'''

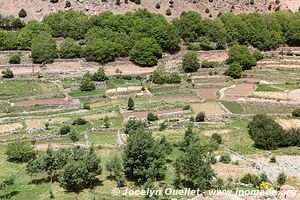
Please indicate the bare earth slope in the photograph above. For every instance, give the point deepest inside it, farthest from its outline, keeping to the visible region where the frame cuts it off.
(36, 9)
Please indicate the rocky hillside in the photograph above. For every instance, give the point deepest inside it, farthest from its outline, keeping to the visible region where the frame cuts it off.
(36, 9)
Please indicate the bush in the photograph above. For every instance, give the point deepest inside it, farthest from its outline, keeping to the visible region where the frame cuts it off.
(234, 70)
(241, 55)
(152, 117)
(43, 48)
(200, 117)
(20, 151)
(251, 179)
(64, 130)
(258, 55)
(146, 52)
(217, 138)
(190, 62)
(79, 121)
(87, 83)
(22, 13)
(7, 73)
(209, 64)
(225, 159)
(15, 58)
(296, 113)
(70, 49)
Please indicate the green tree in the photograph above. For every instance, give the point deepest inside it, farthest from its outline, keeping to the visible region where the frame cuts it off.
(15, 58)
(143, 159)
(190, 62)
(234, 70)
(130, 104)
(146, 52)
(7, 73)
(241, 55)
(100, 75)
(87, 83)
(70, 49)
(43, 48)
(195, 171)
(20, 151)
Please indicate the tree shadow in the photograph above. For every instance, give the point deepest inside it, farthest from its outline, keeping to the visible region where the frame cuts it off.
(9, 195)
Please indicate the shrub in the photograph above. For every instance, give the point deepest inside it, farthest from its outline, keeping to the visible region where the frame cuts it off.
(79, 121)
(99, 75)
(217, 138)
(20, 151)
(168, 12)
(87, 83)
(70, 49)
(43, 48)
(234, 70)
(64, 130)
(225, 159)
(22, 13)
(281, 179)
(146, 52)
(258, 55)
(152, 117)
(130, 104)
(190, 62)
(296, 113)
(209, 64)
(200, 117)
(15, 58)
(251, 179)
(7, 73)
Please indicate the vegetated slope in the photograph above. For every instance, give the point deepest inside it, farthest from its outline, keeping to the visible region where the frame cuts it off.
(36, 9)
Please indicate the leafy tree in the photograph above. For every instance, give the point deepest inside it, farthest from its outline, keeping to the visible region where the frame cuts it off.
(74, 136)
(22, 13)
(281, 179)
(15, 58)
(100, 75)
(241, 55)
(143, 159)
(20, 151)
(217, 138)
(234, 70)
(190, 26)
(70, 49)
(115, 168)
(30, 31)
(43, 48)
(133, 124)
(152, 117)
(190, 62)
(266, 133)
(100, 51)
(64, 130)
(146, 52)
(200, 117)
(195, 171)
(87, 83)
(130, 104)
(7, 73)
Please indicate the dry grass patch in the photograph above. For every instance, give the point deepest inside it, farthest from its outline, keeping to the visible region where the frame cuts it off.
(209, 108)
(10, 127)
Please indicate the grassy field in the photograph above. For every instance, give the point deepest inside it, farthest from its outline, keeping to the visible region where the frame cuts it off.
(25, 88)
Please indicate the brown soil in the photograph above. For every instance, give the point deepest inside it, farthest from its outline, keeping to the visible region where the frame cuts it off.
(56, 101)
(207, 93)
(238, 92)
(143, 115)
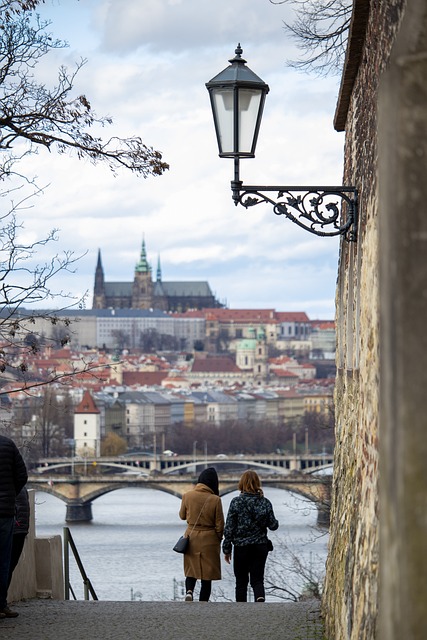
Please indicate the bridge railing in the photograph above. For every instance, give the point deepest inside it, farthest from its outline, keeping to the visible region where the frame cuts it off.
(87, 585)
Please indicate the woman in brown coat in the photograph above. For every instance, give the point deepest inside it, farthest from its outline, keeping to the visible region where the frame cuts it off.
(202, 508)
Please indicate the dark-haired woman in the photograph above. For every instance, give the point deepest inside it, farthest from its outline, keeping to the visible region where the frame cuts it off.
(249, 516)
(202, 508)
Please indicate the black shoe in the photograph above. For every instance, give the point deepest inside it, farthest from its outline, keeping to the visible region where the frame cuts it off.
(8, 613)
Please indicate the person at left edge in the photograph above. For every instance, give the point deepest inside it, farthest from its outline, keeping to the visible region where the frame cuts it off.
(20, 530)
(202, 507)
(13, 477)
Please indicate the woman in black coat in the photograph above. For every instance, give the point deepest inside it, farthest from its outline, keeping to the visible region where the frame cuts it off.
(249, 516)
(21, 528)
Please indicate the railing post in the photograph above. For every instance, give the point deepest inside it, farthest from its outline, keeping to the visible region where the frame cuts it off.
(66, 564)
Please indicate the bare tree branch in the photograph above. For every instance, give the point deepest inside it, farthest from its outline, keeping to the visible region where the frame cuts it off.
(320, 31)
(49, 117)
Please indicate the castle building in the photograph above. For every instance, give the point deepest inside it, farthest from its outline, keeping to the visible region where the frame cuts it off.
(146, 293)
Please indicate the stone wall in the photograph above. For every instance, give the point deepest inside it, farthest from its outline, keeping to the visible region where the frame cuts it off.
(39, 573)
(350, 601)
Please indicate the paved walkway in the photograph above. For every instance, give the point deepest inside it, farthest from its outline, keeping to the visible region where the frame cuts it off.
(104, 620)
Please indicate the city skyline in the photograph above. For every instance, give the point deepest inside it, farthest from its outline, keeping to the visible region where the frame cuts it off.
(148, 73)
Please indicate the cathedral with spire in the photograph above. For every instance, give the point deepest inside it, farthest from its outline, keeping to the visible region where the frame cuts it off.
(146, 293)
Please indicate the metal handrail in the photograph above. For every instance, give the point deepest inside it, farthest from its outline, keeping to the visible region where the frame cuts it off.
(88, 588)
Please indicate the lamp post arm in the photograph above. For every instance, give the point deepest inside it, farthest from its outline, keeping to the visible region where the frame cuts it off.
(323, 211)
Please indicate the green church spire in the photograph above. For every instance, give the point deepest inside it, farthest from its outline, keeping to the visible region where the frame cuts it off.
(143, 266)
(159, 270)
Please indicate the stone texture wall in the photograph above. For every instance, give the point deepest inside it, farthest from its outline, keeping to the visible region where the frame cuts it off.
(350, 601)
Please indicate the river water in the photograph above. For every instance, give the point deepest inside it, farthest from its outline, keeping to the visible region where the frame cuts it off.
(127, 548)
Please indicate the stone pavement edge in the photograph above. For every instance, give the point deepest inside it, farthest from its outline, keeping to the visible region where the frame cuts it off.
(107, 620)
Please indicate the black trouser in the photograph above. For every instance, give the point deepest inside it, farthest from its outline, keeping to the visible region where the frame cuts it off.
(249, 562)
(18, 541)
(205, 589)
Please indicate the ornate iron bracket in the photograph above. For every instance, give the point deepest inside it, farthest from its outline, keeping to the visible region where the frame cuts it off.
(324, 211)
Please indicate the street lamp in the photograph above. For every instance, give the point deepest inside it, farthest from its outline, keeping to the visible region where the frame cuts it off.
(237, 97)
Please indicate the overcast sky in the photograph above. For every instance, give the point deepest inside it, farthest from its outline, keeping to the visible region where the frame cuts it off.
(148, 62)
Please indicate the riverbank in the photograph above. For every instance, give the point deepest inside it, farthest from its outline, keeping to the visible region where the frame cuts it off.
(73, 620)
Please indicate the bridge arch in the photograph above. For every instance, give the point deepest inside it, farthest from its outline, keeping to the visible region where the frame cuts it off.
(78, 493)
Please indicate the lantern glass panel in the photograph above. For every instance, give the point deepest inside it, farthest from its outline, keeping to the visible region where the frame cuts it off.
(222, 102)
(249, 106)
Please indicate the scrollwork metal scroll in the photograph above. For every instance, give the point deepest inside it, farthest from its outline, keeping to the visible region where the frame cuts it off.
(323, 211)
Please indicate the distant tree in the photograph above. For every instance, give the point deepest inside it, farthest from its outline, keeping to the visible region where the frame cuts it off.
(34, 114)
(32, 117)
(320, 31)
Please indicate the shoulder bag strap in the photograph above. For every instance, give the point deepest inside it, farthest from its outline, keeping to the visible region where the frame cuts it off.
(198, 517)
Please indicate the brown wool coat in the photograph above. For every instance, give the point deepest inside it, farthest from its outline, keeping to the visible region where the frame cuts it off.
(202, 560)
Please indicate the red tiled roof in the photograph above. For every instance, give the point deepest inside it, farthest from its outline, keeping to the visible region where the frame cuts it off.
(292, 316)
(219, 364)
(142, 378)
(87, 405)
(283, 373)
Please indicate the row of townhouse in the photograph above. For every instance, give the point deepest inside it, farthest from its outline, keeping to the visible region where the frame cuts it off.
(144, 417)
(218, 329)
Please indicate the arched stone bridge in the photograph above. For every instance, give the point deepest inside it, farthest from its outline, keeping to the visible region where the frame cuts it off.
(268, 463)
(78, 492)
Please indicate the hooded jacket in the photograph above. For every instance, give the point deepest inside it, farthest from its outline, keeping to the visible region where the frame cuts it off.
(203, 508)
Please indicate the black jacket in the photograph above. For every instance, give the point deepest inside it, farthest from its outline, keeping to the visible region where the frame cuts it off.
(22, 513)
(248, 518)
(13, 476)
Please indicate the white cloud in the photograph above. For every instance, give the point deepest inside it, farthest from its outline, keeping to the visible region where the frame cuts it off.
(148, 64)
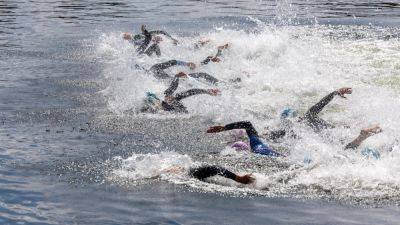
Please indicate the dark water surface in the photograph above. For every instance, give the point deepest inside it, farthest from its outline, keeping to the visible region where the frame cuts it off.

'''

Exactly as they appear, repeat the lines from the one containing "Please indicate the brown wool" through the last line of the entries, counting both ends. Pictures stay out.

Please indicate the brown wool coat in the photograph above. For every instance, give the point deepest inside it, farthest from its outline, keeping to the visible region where the frame cuts it off.
(202, 560)
Please indicate the red tiled roof in the photograph above. For every instance, give the point deepest inside it, farthest from its outline, keeping to the visible region where the frame cuts it off.
(292, 316)
(219, 364)
(142, 378)
(87, 405)
(283, 373)
Please indicate the row of townhouse in the photograph above. For every instance, give the point deepest inside it, farthest from its outline, keeping to the visible region where the frame cuts it off.
(144, 417)
(218, 329)
Please indicate the arched stone bridge in the photograph above. For every instance, give the point deepest inside it, farthest from its outline, keeping to the visible region where the frame cuts it off.
(268, 463)
(78, 492)
Please indicate the hooded jacket in the photograph above. For every instance, give the point deepest inside it, farthest from its outline, keeping to the visible region where the frame cuts it off.
(203, 508)
Please indicate the black jacket in the photograph above. For every instance, give the point deepest inside it, farthest from its outline, keeping to the visible region where the frame cuts it off.
(22, 513)
(248, 518)
(13, 476)
Please indicate the white cloud in the photograph above. For every instance, give the point deepest inside it, farthest from its outline, keeping to the visible region where the frame cuts it off.
(148, 64)
Please indicate the dark water surface in the photograph above. For every instance, give the point deepest inside it, farthest from its outline, keeping to the visible region where the frame cuts it off.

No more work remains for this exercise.